[Object point labels]
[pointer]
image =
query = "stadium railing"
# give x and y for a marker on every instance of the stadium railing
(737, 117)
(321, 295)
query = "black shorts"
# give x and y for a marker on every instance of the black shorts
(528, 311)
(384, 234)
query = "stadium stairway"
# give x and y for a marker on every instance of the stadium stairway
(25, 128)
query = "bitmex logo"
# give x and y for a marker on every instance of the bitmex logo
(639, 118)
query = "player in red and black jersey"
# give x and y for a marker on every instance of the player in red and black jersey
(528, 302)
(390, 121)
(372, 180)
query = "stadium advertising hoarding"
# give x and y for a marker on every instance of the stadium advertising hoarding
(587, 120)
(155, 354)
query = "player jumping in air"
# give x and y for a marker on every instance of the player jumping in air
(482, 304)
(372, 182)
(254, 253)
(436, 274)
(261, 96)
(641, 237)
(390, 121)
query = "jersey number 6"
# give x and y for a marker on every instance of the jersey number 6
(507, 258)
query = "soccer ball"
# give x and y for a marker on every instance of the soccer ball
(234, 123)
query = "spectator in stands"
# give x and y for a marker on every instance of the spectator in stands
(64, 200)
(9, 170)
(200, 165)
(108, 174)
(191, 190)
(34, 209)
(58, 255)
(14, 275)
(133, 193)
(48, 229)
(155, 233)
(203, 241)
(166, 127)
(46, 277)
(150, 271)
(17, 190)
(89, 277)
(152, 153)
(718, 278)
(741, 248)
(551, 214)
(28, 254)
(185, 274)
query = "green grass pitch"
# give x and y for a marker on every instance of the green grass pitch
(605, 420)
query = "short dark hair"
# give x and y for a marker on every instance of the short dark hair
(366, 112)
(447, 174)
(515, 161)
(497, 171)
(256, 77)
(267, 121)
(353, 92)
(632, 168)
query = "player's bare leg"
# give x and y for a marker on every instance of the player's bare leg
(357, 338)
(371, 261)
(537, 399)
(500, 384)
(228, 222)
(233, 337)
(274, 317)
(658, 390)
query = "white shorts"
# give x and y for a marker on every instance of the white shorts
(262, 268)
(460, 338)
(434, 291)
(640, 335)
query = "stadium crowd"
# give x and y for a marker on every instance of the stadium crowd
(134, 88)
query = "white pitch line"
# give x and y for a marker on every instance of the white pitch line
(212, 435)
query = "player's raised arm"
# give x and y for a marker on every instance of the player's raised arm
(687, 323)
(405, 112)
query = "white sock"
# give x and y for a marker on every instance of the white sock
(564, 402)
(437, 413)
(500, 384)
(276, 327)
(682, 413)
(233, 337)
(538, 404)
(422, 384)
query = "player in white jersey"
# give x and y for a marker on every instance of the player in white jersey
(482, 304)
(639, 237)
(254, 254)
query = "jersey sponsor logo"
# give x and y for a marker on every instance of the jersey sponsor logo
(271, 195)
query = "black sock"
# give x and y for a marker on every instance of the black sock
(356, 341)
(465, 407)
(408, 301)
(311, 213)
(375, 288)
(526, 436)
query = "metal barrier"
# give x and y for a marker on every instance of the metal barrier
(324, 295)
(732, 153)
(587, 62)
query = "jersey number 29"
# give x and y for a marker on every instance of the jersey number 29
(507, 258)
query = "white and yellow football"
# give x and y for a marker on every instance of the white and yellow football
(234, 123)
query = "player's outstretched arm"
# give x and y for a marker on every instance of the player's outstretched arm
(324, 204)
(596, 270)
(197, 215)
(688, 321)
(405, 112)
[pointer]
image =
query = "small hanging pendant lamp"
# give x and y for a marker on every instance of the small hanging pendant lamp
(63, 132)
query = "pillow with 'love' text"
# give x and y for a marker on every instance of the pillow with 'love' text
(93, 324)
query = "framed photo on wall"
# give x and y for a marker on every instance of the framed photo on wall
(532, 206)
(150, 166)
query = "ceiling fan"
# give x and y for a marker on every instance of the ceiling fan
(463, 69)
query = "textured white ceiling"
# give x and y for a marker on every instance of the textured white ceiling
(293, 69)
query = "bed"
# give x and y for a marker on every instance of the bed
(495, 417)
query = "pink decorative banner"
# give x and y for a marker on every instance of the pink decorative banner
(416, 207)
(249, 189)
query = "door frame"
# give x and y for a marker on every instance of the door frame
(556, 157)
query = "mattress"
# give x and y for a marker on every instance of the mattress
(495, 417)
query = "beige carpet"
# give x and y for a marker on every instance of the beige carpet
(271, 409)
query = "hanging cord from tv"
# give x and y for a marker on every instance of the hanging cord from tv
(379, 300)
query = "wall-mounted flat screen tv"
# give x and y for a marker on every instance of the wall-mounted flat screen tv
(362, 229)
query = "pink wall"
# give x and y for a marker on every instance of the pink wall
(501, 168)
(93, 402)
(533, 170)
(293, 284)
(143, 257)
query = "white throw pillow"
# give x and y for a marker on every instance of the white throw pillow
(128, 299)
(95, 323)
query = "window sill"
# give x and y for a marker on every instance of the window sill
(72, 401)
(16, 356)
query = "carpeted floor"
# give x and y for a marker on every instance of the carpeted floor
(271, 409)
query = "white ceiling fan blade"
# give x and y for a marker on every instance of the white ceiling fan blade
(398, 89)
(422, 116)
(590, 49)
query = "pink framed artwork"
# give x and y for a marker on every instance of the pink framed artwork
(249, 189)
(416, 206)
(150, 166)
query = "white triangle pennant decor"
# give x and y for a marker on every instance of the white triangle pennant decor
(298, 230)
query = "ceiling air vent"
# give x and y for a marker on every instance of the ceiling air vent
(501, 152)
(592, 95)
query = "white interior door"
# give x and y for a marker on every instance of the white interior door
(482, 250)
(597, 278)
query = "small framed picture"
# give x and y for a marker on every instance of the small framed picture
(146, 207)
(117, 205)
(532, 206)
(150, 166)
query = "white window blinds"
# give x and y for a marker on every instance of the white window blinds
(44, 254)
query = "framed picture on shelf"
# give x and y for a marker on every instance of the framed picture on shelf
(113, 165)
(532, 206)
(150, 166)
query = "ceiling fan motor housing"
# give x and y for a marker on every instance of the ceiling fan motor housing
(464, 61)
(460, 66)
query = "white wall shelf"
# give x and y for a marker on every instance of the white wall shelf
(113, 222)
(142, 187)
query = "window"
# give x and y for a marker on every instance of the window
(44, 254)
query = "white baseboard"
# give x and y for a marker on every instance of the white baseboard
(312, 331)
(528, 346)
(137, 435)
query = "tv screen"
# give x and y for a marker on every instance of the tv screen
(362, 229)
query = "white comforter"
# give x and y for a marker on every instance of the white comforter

- [WORK TO DO]: Please pick out every line in the records that contains the word "banner" and copy each one.

- [EXPECTED ANSWER]:
query = "pink decorative banner"
# give x and y for a marker on every instance of the pink decorative banner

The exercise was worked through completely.